• **WHAT TO PRODUCE**
An exact copy of the data is needed, one that excludes all pictures.

(Dataset items)

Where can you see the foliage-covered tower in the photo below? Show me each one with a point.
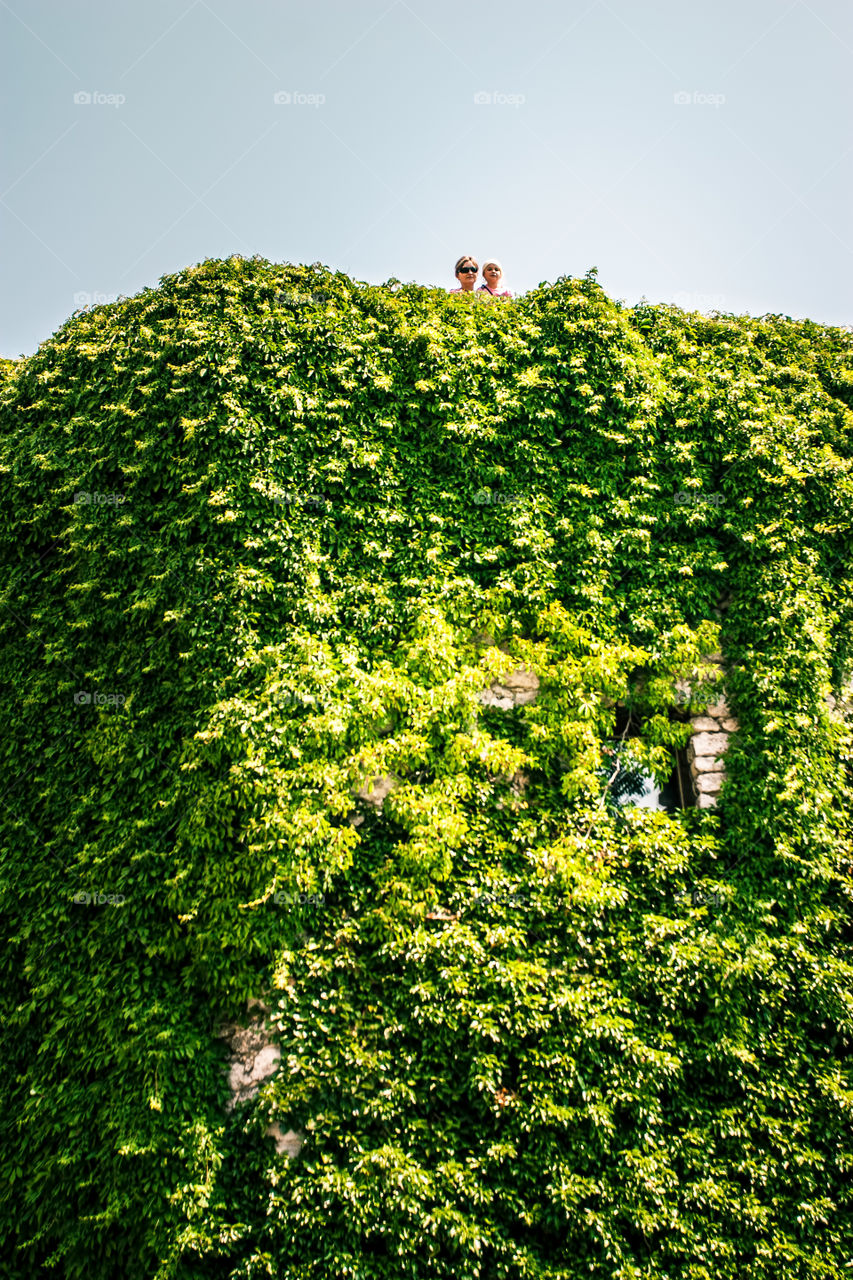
(270, 535)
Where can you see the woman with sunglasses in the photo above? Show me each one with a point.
(466, 272)
(492, 273)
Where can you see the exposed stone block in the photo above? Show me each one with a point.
(374, 790)
(706, 764)
(252, 1059)
(710, 744)
(286, 1143)
(518, 689)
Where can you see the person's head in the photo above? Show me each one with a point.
(466, 272)
(492, 273)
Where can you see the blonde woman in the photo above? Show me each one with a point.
(492, 275)
(465, 272)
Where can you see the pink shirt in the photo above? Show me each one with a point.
(484, 288)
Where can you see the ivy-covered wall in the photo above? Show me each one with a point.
(269, 534)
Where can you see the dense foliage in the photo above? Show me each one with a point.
(269, 533)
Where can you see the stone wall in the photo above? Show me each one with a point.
(252, 1059)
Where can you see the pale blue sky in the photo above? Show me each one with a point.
(697, 154)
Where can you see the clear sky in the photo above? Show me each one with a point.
(694, 152)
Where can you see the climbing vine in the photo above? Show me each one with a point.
(270, 535)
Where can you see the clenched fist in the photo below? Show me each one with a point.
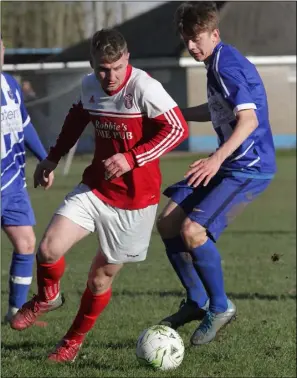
(44, 175)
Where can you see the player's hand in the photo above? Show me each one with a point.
(203, 170)
(116, 166)
(44, 175)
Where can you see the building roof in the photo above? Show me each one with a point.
(255, 28)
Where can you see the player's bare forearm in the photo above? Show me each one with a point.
(247, 123)
(198, 113)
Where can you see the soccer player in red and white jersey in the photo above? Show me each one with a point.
(135, 121)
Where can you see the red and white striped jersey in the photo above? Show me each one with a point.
(140, 120)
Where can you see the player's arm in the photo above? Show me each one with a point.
(237, 92)
(170, 129)
(198, 113)
(74, 124)
(166, 118)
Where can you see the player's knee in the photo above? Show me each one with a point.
(166, 227)
(25, 244)
(193, 234)
(48, 251)
(99, 284)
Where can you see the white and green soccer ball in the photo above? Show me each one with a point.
(160, 347)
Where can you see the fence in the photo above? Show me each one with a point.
(57, 86)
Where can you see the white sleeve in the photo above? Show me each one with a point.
(155, 100)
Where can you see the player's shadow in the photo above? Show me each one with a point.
(111, 345)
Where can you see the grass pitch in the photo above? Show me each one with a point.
(258, 253)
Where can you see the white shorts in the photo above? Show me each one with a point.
(124, 235)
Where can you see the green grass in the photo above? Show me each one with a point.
(260, 343)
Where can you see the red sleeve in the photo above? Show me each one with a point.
(74, 124)
(173, 130)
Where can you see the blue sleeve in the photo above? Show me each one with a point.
(33, 143)
(234, 85)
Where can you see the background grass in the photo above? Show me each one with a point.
(260, 343)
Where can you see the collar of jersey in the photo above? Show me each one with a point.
(215, 50)
(127, 77)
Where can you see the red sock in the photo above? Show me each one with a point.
(91, 307)
(48, 279)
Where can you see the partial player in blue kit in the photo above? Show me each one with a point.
(215, 189)
(17, 216)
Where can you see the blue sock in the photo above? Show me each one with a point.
(207, 261)
(185, 270)
(20, 278)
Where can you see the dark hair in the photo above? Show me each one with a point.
(196, 17)
(109, 43)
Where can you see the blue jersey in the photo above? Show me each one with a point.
(14, 118)
(233, 84)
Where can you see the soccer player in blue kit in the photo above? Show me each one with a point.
(17, 216)
(216, 188)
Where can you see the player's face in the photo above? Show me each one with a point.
(202, 44)
(2, 49)
(110, 75)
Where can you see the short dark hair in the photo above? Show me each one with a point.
(109, 43)
(196, 17)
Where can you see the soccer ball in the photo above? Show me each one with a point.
(160, 347)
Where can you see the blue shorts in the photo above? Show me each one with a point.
(216, 205)
(16, 209)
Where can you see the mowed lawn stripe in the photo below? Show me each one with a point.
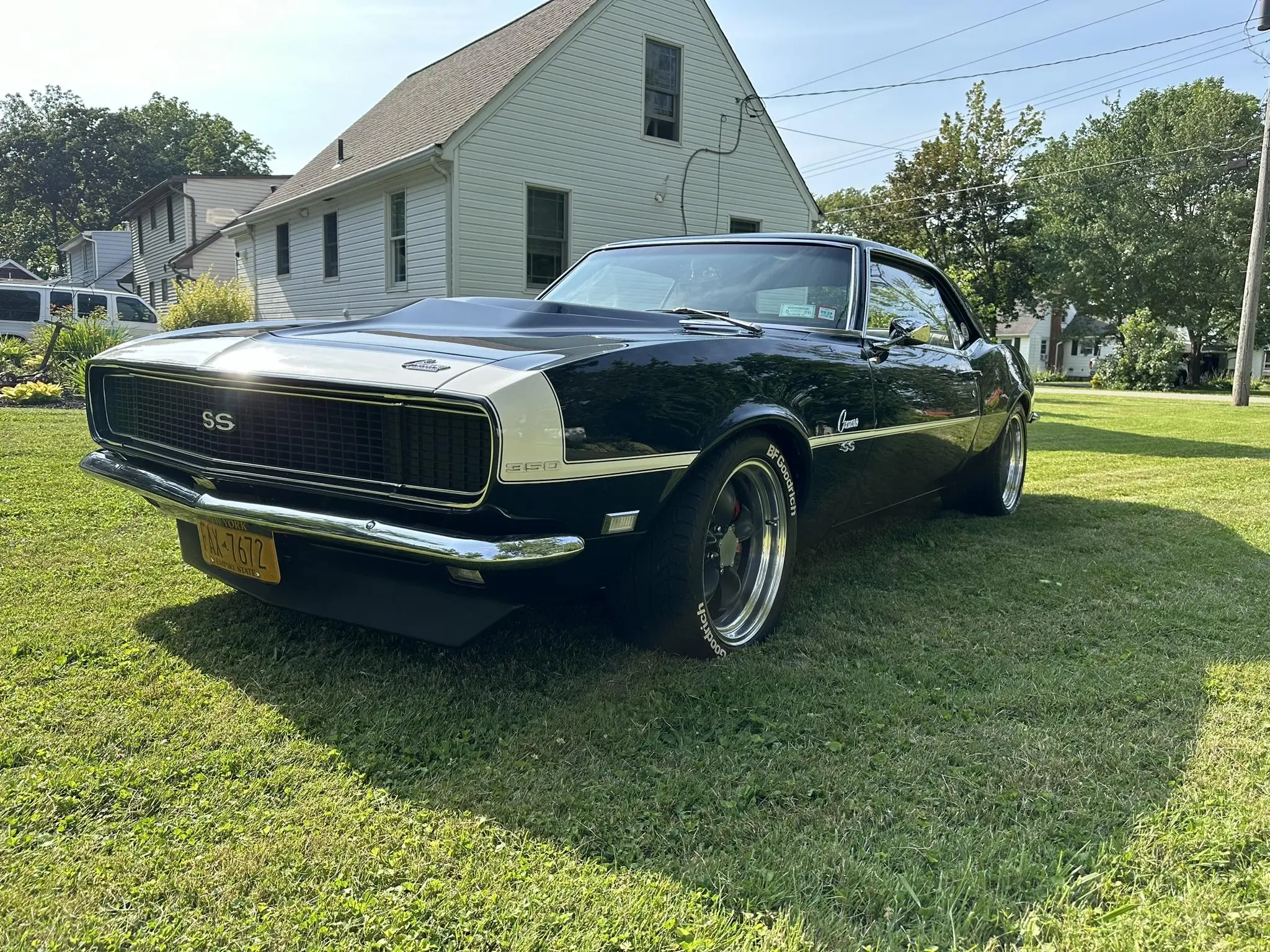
(964, 733)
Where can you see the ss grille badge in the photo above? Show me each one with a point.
(427, 363)
(218, 421)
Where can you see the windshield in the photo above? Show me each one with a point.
(766, 283)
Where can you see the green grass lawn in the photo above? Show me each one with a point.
(1048, 730)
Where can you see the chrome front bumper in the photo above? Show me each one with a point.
(182, 501)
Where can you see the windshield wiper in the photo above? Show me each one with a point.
(752, 329)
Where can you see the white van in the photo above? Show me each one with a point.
(23, 304)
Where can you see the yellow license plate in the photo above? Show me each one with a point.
(234, 547)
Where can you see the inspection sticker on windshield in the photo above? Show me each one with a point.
(798, 310)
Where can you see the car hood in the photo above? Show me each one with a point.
(427, 346)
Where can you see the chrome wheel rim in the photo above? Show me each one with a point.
(1014, 459)
(746, 541)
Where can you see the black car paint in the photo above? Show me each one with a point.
(638, 385)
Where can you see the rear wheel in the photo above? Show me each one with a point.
(993, 482)
(713, 571)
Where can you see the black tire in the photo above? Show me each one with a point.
(665, 599)
(991, 485)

• **WRITTEN REPLY**
Where can you see the foliage-covered tower in the photo below? Show me each one with a point.
(270, 535)
Where can you see the woman with sunglasses in the photo above? Show me each one with a point.
(466, 272)
(492, 273)
Where can you see the exposed stone block in the photo above? Show me each one with a point.
(374, 790)
(706, 764)
(252, 1059)
(710, 744)
(286, 1143)
(518, 689)
Where can you see the person's head in the photo above? Show me each one with a point.
(466, 272)
(492, 273)
Where can you see the blonde woman in the photo above? Show me each one with a point.
(492, 275)
(465, 272)
Where can you see the pink shirt in the photo above? Show me each one with a point.
(484, 288)
Where can you see the ivy-covered wall in the photo above? Show me each one with a point.
(269, 534)
Where can you see the dense foliage in the photo above? Show me each one with a point.
(269, 533)
Where can you see the stone wall in the photo above? Show me each one with a point.
(252, 1059)
Where can you see the pale blue sky in the photo above? Show me each one with a point.
(697, 154)
Where can you see the clear sky in the photo above? Show me each one with a point.
(694, 152)
Where can you see the climbing vine in the photo above? Show me each one with a point.
(270, 535)
Where can you see the clenched fist in the photo below? Show me each one with a point.
(44, 175)
Where can you see the player's hand in the photo above? Show me each one with a point.
(203, 170)
(116, 166)
(44, 175)
Where can you see the building roof in the photo above? Show me each one with a point.
(255, 28)
Where can you see the player's bare forearm in the photo above? Show me each one with a point.
(247, 123)
(198, 113)
Where can you see the soccer player in red and white jersey in the photo above? Show me each one with a point.
(135, 121)
Where can you see the red and white striped jersey in the photo above? Show me each one with a point.
(140, 120)
Where can you see the player's arm in the photo above? Show me each one with a point.
(237, 92)
(170, 129)
(198, 113)
(74, 124)
(166, 118)
Where can you see the player's knee in the photo above? Show me each one with a point.
(166, 227)
(25, 244)
(193, 234)
(48, 251)
(99, 284)
Where can you see the white and green soccer ball in the photo above? Show me each one with a point.
(160, 347)
Where can you see the fence in the photo above? Show me each one with a point.
(57, 86)
Where can you see the white sleeve in the photo above? Show me each one with a point.
(155, 100)
Where can you see the player's shadow in the photo above? Show me each one with a point.
(111, 345)
Where can you see the grass pitch in the photo above? Show me each one with a point.
(258, 253)
Where can you see the white shorts in the photo above? Show me each one with a point.
(124, 235)
Where can you see the green grass in the photo above? Show me each one with a point.
(260, 343)
Where can you see the red sleeve in the photo above? Show me each one with a point.
(74, 124)
(173, 130)
Where can you see the blue sleeve in the photo above? Show me each one with a point.
(33, 143)
(234, 85)
Where can you see the background grass in the photo above? Show me each one with a point.
(260, 343)
Where can you see the collar of jersey in the photo above? Show me each one with a point.
(215, 50)
(127, 77)
Where can you see the red sock in the photo above? Show me each one with a point.
(91, 307)
(48, 279)
Where can you see the partial player in blue kit in the photo above? Show me each one with a point.
(215, 189)
(17, 216)
Where can you see the blue sock in the photo above? Show me each one with a point.
(207, 261)
(185, 270)
(20, 278)
Where can you see the dark hair in the photo above? Show me each one with a point.
(196, 17)
(109, 43)
Where can you see the blue jersey in the photo above? Show me each one with a point.
(14, 118)
(233, 84)
Where can you see the soccer player in blue kit in the photo above? Show me each one with a point.
(17, 216)
(216, 188)
Where can you see the player's face in the photo above? Show me each one with a point.
(202, 44)
(2, 49)
(110, 75)
Where can you see the short dark hair in the photo above? Show me each one with a point.
(109, 43)
(196, 17)
Where can you see the soccer ball in the photo above? Show me each one with a point.
(160, 347)
Where can you see the blue shorts in the photo above? Show me each one with a point.
(216, 205)
(16, 209)
Where can you see the mowed lawn stripe in the photo below? Show me each one with a point.
(964, 733)
Where can you see the ss grille badge in the photo above? Show me each one with a point.
(427, 363)
(218, 421)
Where can you see the windshield in the photo above? Show me each one with a point.
(766, 283)
Where can you see the green grass lawn in the photo above? Show me each one with a point.
(1048, 730)
Where can you see the chrome front bumper in the photo above? Show me each one with a point.
(182, 501)
Where can you see the windshield wiper in the photo above? Show me each one with a point.
(752, 329)
Where can you see the white van in the photo above? Show me each one with a point.
(23, 304)
Where can you see the yellow license plate in the photo above? Show me each one with a point.
(234, 547)
Where can you see the inspection sticker on windshield in the photo above? Show me each one with a point.
(798, 310)
Where can you see the car hood in the photo above? Show me each one with a point.
(427, 346)
Where can you see the chrome wheel rim in the photo above? Show me each one with a point.
(1014, 459)
(746, 541)
Where can you see the black car paint in the photo above? Show me each one with a point.
(638, 385)
Where can you see the rear wheel in the photo above? Show me each one with a point.
(993, 482)
(713, 571)
Where can you see the black tire in the photo above? Show me each one with a point.
(665, 599)
(991, 485)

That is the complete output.